__Rows of box annotation data__:
○ ○ ○ ○

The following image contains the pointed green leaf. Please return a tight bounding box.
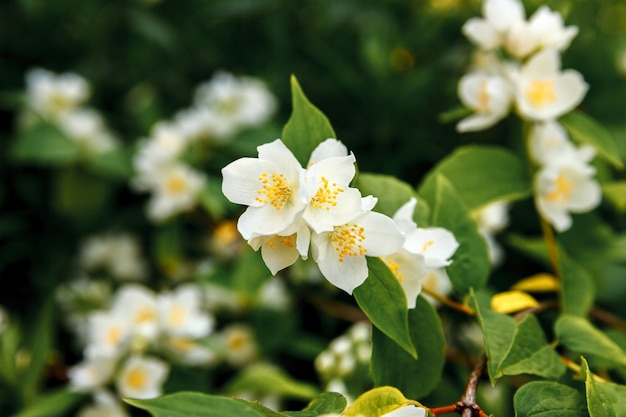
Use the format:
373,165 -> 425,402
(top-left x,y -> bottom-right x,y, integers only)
354,256 -> 417,358
418,145 -> 531,211
225,363 -> 317,400
513,381 -> 587,417
582,358 -> 626,417
470,290 -> 516,385
355,172 -> 430,226
424,174 -> 490,294
11,123 -> 80,166
559,110 -> 624,168
554,315 -> 626,366
499,315 -> 566,379
342,387 -> 407,417
282,75 -> 337,166
559,251 -> 595,317
371,297 -> 445,398
124,392 -> 265,417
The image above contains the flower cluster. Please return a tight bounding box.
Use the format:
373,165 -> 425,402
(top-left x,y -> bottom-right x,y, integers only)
21,68 -> 118,156
457,0 -> 600,231
69,284 -> 215,415
222,138 -> 458,300
133,72 -> 276,222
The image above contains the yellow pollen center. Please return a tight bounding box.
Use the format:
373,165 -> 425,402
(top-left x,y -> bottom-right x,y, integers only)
310,177 -> 344,210
267,233 -> 296,249
380,256 -> 404,282
474,80 -> 490,112
328,223 -> 367,262
126,369 -> 146,389
165,176 -> 186,194
422,239 -> 435,252
546,175 -> 574,202
527,80 -> 556,107
256,172 -> 291,210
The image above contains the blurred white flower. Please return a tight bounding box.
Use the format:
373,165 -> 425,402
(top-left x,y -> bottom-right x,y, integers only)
311,198 -> 404,294
68,355 -> 117,391
78,389 -> 128,417
195,72 -> 277,127
456,72 -> 513,132
116,356 -> 169,399
222,139 -> 305,240
462,0 -> 526,50
80,233 -> 146,280
515,49 -> 588,121
157,284 -> 215,338
26,68 -> 90,119
534,161 -> 602,232
148,162 -> 206,222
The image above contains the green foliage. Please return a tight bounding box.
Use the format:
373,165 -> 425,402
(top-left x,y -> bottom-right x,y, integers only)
282,75 -> 337,166
371,297 -> 445,398
354,257 -> 417,358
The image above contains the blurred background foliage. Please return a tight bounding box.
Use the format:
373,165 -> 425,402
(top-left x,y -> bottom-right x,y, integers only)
0,0 -> 626,414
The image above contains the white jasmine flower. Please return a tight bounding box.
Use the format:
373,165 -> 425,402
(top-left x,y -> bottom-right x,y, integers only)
148,163 -> 206,222
462,0 -> 526,50
219,324 -> 259,367
116,356 -> 169,399
78,389 -> 128,417
222,139 -> 305,240
248,220 -> 311,275
382,405 -> 426,417
456,72 -> 513,132
68,355 -> 117,391
26,68 -> 90,119
404,227 -> 459,268
312,198 -> 404,294
529,121 -> 595,165
303,152 -> 364,233
58,108 -> 118,155
80,233 -> 146,280
85,311 -> 132,358
534,161 -> 602,232
195,72 -> 277,127
516,49 -> 588,121
157,284 -> 215,338
111,284 -> 159,340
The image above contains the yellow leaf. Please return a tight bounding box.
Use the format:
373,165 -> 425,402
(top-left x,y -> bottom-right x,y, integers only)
511,273 -> 561,292
491,291 -> 539,314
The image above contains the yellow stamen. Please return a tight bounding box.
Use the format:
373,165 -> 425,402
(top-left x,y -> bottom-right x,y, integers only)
328,223 -> 367,262
527,80 -> 556,107
256,172 -> 291,210
310,177 -> 344,210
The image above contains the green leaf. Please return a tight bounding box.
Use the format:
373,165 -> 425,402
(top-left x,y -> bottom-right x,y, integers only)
13,388 -> 85,417
602,181 -> 626,212
282,75 -> 337,166
513,381 -> 587,417
225,363 -> 318,400
353,256 -> 417,359
559,110 -> 624,168
342,387 -> 407,417
582,358 -> 626,417
554,315 -> 626,366
418,145 -> 531,211
470,289 -> 516,385
11,122 -> 81,166
499,315 -> 566,378
371,297 -> 445,398
355,172 -> 430,226
124,392 -> 265,417
424,175 -> 490,294
559,251 -> 595,317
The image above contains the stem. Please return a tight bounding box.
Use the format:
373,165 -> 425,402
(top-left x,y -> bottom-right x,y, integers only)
422,287 -> 476,317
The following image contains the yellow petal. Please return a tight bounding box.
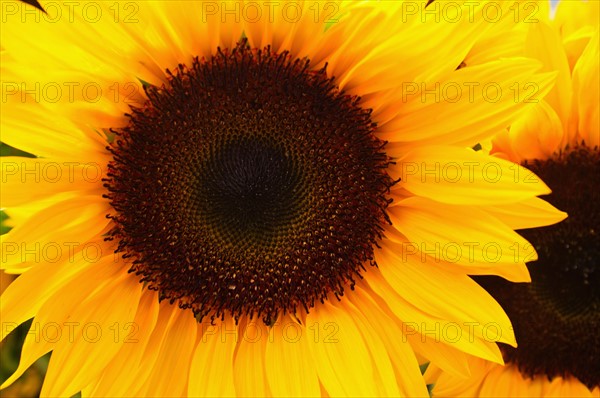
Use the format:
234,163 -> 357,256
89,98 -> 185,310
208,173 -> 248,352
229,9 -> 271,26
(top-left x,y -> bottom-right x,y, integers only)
188,317 -> 241,397
41,274 -> 142,396
265,315 -> 320,397
376,241 -> 515,345
233,318 -> 271,397
377,58 -> 554,147
390,146 -> 550,205
82,290 -> 159,397
510,101 -> 570,160
486,198 -> 567,229
526,22 -> 573,138
367,272 -> 503,366
0,156 -> 106,207
0,256 -> 123,388
348,286 -> 427,397
306,301 -> 379,397
139,307 -> 198,397
388,197 -> 537,275
0,196 -> 110,272
573,30 -> 600,147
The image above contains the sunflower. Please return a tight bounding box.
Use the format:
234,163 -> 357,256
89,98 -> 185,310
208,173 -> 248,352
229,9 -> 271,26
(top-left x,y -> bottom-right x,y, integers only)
1,1 -> 564,396
427,2 -> 600,397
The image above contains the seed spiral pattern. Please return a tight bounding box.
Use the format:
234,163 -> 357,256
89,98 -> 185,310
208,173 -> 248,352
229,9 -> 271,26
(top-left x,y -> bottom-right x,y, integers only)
105,41 -> 394,324
478,144 -> 600,388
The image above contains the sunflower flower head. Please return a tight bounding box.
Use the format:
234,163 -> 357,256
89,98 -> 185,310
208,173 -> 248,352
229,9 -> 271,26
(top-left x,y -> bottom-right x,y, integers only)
428,1 -> 600,397
0,1 -> 564,396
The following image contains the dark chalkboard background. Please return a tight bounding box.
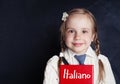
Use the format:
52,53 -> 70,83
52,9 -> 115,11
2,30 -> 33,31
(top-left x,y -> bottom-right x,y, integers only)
0,0 -> 120,84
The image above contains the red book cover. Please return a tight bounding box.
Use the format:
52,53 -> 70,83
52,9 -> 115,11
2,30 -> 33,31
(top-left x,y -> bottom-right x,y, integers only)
60,65 -> 94,84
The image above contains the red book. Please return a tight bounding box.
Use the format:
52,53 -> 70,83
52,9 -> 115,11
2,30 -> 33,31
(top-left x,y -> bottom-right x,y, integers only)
60,65 -> 94,84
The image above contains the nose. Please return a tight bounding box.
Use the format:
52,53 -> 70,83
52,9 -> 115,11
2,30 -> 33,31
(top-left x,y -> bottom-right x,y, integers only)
75,32 -> 81,40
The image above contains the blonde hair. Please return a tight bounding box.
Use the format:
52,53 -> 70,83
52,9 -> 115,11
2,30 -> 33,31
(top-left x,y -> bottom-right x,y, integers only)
59,8 -> 104,82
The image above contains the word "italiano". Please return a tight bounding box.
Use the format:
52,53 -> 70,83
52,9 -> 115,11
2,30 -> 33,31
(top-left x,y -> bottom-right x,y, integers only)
63,69 -> 91,79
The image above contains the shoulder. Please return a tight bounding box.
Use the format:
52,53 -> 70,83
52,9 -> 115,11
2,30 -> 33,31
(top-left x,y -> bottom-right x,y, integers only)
47,55 -> 59,67
98,54 -> 109,64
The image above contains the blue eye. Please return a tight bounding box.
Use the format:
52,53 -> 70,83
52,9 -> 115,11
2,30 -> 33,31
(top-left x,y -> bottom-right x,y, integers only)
82,30 -> 88,33
67,29 -> 75,33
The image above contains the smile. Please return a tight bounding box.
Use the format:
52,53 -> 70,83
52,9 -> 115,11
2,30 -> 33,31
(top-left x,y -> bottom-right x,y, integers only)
73,43 -> 83,47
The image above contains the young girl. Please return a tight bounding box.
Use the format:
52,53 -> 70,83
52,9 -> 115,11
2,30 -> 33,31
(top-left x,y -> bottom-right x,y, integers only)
43,8 -> 116,84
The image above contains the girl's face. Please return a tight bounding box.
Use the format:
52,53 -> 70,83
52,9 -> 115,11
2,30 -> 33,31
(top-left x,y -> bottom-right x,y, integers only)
64,14 -> 94,54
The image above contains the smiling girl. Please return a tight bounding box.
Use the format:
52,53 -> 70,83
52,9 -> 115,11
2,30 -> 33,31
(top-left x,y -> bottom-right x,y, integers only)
43,8 -> 116,84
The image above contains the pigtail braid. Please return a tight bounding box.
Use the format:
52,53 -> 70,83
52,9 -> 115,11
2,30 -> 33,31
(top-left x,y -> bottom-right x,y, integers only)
94,35 -> 105,83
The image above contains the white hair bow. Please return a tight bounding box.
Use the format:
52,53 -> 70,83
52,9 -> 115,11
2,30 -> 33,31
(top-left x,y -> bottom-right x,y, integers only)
62,12 -> 69,22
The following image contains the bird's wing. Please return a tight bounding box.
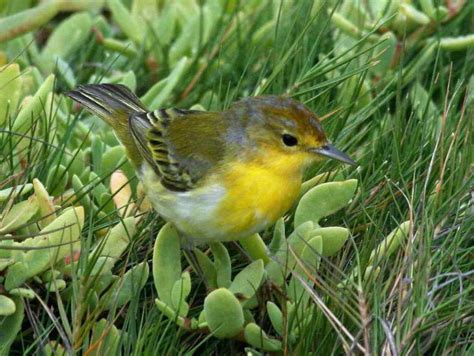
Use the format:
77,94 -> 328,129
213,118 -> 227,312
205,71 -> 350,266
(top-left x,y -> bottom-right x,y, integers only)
129,109 -> 226,191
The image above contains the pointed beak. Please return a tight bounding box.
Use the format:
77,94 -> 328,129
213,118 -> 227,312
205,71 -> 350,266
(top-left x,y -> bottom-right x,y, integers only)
311,143 -> 357,166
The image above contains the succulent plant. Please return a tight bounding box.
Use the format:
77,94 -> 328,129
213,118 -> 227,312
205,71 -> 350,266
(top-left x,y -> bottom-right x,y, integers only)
153,180 -> 408,351
0,0 -> 474,355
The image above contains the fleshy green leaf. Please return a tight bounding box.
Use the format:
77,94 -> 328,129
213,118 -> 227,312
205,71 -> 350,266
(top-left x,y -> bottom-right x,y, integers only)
295,179 -> 357,227
204,288 -> 244,339
229,260 -> 264,299
153,224 -> 181,306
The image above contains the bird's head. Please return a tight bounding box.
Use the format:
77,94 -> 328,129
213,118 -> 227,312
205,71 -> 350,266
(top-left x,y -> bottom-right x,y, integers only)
231,96 -> 356,165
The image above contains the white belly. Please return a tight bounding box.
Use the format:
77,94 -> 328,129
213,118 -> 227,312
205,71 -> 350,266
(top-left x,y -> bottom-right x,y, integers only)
139,164 -> 226,242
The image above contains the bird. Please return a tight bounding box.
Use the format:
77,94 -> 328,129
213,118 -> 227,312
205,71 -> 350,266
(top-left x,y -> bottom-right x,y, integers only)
67,84 -> 356,246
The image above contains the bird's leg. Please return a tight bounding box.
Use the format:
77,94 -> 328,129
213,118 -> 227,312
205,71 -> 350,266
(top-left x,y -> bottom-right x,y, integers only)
181,238 -> 209,290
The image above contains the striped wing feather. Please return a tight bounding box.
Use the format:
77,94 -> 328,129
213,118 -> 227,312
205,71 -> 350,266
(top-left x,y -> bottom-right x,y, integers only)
129,109 -> 225,191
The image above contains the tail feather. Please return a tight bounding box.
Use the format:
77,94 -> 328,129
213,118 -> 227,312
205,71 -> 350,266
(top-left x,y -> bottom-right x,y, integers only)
67,84 -> 147,166
67,84 -> 146,126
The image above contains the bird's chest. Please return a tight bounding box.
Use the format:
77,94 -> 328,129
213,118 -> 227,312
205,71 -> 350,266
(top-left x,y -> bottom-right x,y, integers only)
212,160 -> 301,238
141,157 -> 301,242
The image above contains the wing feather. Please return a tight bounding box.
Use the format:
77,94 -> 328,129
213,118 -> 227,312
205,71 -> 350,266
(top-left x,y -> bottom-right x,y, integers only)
129,109 -> 225,191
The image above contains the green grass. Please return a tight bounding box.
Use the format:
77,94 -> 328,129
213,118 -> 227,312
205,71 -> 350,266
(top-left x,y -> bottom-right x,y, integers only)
0,1 -> 474,355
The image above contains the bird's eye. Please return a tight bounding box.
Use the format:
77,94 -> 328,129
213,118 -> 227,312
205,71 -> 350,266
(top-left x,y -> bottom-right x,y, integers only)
281,134 -> 298,147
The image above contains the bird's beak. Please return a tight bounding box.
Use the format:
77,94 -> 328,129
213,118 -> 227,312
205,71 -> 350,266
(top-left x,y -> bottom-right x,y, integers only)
311,143 -> 357,166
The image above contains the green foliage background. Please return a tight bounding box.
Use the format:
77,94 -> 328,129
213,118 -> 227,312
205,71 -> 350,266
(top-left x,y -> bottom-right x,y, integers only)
0,0 -> 474,354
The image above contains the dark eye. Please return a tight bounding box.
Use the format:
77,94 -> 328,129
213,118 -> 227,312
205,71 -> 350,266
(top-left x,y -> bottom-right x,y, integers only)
281,134 -> 298,147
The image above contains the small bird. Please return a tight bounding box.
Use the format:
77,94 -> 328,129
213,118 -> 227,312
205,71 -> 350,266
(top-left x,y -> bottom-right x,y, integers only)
68,84 -> 355,245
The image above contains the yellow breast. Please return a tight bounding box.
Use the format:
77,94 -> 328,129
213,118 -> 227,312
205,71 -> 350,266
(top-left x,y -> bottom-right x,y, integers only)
215,152 -> 305,240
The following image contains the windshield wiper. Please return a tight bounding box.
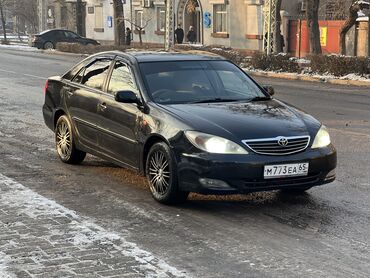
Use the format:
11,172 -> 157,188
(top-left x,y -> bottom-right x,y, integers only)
191,98 -> 240,104
249,97 -> 271,101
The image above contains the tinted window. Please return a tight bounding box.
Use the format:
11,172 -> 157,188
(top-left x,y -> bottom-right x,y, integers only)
81,59 -> 111,90
51,31 -> 64,40
72,68 -> 85,83
140,61 -> 266,104
108,61 -> 136,93
64,31 -> 78,39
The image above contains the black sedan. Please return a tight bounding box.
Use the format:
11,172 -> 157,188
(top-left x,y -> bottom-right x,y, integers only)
32,29 -> 99,49
43,52 -> 337,204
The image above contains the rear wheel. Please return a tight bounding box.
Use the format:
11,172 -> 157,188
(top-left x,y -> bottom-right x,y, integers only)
55,115 -> 86,164
146,142 -> 189,204
44,42 -> 55,49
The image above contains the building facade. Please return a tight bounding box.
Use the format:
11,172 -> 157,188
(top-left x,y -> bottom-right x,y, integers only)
38,0 -> 86,35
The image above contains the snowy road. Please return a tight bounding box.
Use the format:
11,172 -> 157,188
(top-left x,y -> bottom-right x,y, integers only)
0,49 -> 370,277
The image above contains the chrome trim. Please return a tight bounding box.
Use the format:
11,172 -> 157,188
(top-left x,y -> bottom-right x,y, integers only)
72,117 -> 138,144
242,136 -> 311,156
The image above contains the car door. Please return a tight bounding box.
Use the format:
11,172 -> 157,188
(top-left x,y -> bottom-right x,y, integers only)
99,60 -> 142,168
64,58 -> 113,147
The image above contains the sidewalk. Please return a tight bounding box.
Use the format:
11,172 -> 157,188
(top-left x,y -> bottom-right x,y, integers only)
244,69 -> 370,88
0,174 -> 186,278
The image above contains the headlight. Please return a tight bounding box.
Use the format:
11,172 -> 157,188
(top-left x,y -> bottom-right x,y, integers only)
311,126 -> 331,149
185,131 -> 248,154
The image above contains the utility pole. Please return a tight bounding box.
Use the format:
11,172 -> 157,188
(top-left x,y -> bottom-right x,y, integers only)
367,5 -> 370,58
164,0 -> 175,51
263,0 -> 277,54
76,0 -> 83,36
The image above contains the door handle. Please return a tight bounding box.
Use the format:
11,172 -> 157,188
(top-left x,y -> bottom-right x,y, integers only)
99,102 -> 107,111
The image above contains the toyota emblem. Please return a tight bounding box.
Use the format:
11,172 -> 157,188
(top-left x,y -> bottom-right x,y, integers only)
278,137 -> 288,147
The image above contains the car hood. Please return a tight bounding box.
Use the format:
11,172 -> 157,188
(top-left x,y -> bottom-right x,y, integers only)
162,100 -> 321,140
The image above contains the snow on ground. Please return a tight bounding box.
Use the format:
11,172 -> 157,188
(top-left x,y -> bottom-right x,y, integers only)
0,174 -> 186,278
243,68 -> 370,83
0,251 -> 15,278
0,44 -> 41,52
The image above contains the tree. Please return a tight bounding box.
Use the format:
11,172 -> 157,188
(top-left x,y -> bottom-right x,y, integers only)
76,0 -> 83,36
113,0 -> 126,45
272,0 -> 283,53
306,0 -> 322,54
340,0 -> 370,55
0,0 -> 8,44
125,18 -> 152,45
11,0 -> 38,33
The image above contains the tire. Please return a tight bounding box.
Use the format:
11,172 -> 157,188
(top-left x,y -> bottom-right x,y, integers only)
281,186 -> 312,195
55,115 -> 86,164
44,42 -> 55,49
146,142 -> 189,205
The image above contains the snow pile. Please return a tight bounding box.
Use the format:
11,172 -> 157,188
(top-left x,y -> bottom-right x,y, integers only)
0,44 -> 41,52
0,251 -> 15,278
0,174 -> 187,278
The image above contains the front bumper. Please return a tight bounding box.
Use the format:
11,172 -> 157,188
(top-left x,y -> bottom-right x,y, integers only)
177,145 -> 337,194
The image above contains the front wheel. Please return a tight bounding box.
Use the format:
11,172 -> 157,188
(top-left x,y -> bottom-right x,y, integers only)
55,115 -> 86,164
146,142 -> 189,204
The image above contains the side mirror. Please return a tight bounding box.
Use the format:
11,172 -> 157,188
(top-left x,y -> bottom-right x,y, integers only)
114,91 -> 141,104
262,85 -> 275,96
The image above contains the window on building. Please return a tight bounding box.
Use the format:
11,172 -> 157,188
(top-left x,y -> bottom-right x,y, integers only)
135,11 -> 144,29
213,4 -> 227,33
157,7 -> 166,32
95,6 -> 104,29
60,6 -> 68,28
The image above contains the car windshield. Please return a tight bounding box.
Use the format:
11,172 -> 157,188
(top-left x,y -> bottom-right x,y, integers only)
140,61 -> 269,104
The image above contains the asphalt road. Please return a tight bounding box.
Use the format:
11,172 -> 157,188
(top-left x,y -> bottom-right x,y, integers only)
0,49 -> 370,277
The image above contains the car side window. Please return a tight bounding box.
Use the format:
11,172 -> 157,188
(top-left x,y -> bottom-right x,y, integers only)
81,59 -> 112,90
108,61 -> 136,94
72,67 -> 85,83
64,31 -> 78,39
53,31 -> 65,39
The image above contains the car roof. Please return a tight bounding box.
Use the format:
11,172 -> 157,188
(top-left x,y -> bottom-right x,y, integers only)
90,51 -> 226,63
39,29 -> 74,35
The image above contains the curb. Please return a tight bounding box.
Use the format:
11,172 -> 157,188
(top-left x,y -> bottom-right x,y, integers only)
245,70 -> 370,87
41,49 -> 89,57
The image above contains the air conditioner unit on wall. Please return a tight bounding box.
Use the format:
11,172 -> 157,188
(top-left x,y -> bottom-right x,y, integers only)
142,0 -> 153,8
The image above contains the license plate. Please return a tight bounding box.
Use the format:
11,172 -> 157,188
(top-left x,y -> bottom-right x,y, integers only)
263,163 -> 308,179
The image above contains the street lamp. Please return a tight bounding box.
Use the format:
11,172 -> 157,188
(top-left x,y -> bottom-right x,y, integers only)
76,0 -> 83,36
164,0 -> 175,51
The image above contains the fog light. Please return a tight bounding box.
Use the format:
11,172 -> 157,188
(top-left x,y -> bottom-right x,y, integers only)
199,178 -> 231,189
325,169 -> 335,180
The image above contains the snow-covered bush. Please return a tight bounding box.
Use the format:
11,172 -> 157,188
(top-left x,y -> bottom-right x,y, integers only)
250,53 -> 300,72
309,55 -> 370,76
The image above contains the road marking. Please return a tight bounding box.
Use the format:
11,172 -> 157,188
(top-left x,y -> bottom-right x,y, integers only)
0,69 -> 47,80
21,73 -> 47,80
330,128 -> 370,140
0,174 -> 188,277
0,69 -> 16,73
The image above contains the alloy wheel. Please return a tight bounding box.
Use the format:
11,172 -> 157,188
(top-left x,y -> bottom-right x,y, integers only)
56,121 -> 72,159
149,150 -> 171,196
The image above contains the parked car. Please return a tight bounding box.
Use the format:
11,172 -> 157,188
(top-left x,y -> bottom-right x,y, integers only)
43,52 -> 337,204
32,29 -> 100,49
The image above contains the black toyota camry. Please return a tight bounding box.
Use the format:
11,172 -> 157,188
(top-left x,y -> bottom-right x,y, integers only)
43,52 -> 337,204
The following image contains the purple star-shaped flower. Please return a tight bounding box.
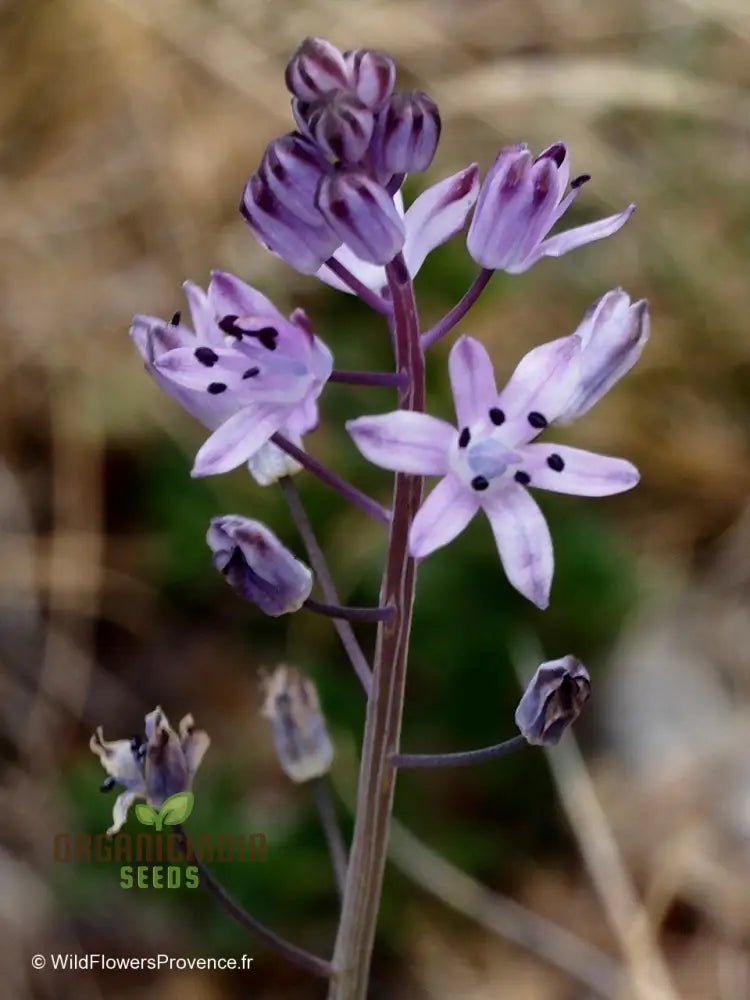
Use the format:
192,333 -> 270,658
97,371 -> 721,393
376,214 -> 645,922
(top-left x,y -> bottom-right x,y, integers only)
130,271 -> 333,485
347,334 -> 639,608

○ ○ ○ ○

__Work required__:
Rename "tight" to "precise" in everything from the line containing "The image above contains the young" down to the line containing "94,35 -> 105,83". Write out those lines again with everything else unchanged.

__Answer in full__:
The image above contains the young girl. Please return a precise bounding box.
Use the format:
52,53 -> 70,83
52,9 -> 115,11
2,30 -> 33,31
(top-left x,y -> bottom-right x,y, integers only)
43,8 -> 116,84
The image above contains the girl's face. Please return a precise bounding box.
Use the format:
52,53 -> 70,83
52,9 -> 115,11
2,30 -> 33,31
(top-left x,y -> bottom-right x,y, integers only)
64,14 -> 94,54
The image above contains the smiling girl. Please return a precise bounding box.
Use the format:
52,53 -> 70,83
52,9 -> 115,11
2,30 -> 33,31
(top-left x,y -> bottom-right x,y, integers only)
43,8 -> 116,84
The image above contains the pigtail braid. Please return a precise bounding box.
Use the format:
52,53 -> 70,83
52,9 -> 115,11
2,30 -> 33,31
(top-left x,y -> bottom-right x,y, integers only)
94,35 -> 105,83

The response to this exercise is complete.